Start of Passage
The peony (Paeonia) is the sole genus in the flowering plant family Paeoniaceae. Most are herbaceous perennials 0.5-1.5m tall, but some are woody shrubs up to 2-3m tall. They produce large, often fragrant flowers in shades of red to white or yellow in late spring and early summer. They are native to Asia, southern Europe and western North America.
Species of peony include:
* Herbaceous species (about 30 species)
* Woody species (about 10 species)
Symbolism and uses of peony
The peony, along with the plum blossom, are two traditional floral symbols of China. In 1903, the Qing Dynasty declared the peony as the national flower. Currently, the Republic of China on Taiwan designates the plum blossom as the national flower, while the People's Republic of China has no legally designated national flower. In 1994, the peony was proposed as the national flower after a nation-wide poll, but the National People's Congress failed to ratify the selection. In 2003, another selection process has begun, but to date, no choice has been made.
The famous ancient Chinese city Luoyang has a reputation as a cultivation centre for the peonies. Through out Chinese history, peonies in Luoyang are often said to be the finest in the country. Dozens of peony exhibitions and shows are also annually held in the city.
The Japanese name for the peony "Ebisugusuri" means "medicine from China". In traditional folk medicine, peony root was used as a treatment for menstrual cramps, asthma and convulsions.
The peony is also the State flower of Indiana. In 1957, the Indiana General Assembly passed a law to make the peony as the state flower of Indiana. It replaced the zinnia, which had been the state flower since 1931.
Peonies are also extensively grown as ornamental plants for their very large, often scented flowers.
End of Passage
Start of Excerpted records
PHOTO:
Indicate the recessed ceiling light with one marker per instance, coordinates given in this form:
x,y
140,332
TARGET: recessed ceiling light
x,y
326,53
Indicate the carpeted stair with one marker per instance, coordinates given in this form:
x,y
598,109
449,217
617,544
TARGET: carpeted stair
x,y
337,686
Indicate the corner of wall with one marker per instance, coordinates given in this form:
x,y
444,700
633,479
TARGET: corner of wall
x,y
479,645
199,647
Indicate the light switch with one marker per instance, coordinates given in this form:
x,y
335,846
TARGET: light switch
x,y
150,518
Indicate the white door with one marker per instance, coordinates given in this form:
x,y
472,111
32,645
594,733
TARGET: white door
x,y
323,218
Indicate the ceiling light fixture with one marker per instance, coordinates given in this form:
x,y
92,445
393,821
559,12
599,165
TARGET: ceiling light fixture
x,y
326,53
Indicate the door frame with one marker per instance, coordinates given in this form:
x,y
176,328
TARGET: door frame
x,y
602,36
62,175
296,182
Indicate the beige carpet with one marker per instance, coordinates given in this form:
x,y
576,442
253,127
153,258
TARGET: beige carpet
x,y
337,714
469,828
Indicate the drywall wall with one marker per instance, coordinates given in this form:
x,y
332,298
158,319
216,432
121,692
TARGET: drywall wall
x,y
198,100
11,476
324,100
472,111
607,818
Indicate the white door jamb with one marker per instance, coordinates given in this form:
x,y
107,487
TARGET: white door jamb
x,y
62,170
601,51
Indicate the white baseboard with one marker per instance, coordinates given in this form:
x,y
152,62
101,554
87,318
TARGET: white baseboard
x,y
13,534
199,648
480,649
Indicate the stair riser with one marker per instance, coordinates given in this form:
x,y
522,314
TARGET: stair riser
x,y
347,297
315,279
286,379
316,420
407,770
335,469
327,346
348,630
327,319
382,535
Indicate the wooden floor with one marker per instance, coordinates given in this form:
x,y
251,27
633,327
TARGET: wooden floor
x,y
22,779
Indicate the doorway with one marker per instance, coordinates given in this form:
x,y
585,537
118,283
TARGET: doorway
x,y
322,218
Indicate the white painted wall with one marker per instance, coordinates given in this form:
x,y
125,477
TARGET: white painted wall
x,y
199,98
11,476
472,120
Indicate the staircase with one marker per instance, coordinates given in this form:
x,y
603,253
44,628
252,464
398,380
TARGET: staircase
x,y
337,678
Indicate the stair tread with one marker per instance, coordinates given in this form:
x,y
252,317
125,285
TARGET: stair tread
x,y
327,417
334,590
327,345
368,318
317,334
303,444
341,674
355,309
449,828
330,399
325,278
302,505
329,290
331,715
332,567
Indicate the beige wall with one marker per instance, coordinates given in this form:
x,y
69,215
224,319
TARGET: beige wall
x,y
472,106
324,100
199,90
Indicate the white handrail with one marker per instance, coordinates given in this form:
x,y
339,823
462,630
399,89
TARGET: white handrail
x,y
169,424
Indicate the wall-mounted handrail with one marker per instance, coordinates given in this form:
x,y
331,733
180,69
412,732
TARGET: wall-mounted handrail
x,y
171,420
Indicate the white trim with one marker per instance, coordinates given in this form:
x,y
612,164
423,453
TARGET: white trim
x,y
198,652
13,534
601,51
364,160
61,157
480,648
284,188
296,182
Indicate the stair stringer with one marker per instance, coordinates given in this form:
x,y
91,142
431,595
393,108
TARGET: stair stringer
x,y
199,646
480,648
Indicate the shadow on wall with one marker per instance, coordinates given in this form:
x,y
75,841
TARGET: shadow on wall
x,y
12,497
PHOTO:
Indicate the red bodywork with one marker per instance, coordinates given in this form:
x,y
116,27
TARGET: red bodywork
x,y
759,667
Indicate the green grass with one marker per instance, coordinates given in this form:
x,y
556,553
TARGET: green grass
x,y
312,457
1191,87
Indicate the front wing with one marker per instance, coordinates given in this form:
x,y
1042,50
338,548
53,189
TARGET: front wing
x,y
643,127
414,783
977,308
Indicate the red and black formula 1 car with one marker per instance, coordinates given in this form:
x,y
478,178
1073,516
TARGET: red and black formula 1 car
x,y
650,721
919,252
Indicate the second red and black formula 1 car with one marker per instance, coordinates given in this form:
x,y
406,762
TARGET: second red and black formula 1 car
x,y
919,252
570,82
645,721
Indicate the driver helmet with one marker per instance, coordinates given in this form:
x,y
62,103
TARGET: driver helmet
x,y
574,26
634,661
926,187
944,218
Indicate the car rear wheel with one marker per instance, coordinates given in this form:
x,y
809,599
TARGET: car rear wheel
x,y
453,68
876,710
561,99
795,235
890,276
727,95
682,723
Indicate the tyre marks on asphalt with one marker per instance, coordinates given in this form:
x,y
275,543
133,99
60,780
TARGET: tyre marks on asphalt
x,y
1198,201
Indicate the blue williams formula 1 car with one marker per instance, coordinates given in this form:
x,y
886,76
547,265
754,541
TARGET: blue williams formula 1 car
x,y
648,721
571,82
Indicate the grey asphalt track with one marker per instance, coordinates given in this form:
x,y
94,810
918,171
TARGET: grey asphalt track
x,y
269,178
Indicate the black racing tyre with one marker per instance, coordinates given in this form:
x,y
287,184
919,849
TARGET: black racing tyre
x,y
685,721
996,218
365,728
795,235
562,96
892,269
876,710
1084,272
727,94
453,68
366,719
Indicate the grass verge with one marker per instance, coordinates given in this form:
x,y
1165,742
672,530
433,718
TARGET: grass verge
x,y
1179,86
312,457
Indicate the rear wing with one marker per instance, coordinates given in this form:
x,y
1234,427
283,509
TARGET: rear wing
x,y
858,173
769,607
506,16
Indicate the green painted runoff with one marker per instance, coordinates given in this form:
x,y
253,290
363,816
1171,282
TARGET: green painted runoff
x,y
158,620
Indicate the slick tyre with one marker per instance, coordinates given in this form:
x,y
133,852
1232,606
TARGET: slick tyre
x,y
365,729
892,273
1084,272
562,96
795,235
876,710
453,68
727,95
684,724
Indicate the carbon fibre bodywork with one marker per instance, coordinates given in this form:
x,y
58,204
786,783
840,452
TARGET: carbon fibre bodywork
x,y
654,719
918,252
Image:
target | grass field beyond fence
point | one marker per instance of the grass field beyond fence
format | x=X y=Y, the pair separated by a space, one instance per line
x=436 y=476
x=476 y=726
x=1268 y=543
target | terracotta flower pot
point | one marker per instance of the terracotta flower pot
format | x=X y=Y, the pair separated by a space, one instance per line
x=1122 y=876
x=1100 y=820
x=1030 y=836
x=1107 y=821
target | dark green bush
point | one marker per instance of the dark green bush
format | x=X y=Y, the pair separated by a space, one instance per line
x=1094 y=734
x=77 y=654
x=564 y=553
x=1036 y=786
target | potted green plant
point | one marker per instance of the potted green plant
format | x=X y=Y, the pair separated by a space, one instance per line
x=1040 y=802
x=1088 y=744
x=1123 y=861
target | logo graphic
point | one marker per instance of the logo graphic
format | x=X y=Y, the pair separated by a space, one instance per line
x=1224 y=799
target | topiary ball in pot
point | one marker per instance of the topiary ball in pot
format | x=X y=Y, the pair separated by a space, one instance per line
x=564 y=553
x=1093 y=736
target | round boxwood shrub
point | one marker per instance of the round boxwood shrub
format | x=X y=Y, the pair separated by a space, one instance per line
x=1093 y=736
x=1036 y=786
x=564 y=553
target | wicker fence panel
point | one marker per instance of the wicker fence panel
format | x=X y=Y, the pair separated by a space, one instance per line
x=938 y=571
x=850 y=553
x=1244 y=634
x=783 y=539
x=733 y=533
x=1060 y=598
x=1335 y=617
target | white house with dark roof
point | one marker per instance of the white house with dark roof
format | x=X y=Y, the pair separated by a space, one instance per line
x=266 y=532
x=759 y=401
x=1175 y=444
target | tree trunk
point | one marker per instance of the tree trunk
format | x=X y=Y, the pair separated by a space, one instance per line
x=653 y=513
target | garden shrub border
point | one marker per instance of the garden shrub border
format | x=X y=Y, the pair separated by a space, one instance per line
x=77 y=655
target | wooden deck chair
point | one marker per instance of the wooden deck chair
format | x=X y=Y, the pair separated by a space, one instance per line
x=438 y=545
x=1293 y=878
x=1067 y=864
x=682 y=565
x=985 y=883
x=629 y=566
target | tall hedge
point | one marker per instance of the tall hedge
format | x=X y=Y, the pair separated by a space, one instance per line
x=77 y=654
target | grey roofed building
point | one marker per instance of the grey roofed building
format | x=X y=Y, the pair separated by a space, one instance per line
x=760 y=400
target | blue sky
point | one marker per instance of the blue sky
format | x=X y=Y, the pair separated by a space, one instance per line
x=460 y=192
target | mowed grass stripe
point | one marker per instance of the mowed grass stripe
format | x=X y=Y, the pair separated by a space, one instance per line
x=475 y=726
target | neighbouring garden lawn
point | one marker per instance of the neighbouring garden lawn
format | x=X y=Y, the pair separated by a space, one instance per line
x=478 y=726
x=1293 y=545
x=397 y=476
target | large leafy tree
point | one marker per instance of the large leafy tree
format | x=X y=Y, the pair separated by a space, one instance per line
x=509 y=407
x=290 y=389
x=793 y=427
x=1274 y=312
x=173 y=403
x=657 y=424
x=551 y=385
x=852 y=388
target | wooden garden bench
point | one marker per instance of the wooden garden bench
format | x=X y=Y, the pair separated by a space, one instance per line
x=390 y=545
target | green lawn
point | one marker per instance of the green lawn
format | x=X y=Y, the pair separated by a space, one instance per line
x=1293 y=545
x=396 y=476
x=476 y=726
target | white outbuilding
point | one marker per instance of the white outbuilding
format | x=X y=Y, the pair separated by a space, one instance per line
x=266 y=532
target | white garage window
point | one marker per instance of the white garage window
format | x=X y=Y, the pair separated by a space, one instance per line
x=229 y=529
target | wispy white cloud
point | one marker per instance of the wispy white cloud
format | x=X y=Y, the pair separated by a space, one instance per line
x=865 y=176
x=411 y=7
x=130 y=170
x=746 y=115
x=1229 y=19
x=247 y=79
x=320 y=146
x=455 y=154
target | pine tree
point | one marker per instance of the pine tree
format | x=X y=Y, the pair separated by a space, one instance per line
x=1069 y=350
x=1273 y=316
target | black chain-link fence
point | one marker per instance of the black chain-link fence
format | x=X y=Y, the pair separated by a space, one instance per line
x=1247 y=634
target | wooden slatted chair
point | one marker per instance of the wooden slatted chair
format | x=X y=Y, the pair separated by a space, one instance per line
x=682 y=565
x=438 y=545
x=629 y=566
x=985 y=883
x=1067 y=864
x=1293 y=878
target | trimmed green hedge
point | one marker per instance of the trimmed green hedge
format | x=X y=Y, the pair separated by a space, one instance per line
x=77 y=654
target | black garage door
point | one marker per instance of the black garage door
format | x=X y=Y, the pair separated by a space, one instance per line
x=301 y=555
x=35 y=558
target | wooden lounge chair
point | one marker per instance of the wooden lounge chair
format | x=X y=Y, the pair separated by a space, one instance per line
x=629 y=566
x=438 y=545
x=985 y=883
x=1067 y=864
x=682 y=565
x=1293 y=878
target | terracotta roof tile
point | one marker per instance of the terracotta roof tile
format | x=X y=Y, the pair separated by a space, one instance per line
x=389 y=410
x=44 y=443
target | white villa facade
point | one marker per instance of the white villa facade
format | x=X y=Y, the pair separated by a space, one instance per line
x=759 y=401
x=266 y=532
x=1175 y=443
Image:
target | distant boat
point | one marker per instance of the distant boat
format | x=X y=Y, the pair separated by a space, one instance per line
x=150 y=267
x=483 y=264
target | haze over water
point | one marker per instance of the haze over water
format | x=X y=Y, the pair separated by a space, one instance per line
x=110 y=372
End of Excerpted records
Task instructions: Return the stretch of the peony passage above from "The famous ancient" through "asthma and convulsions.", copied word for word.

Worked solution:
The famous ancient Chinese city Luoyang has a reputation as a cultivation centre for the peonies. Through out Chinese history, peonies in Luoyang are often said to be the finest in the country. Dozens of peony exhibitions and shows are also annually held in the city.
The Japanese name for the peony "Ebisugusuri" means "medicine from China". In traditional folk medicine, peony root was used as a treatment for menstrual cramps, asthma and convulsions.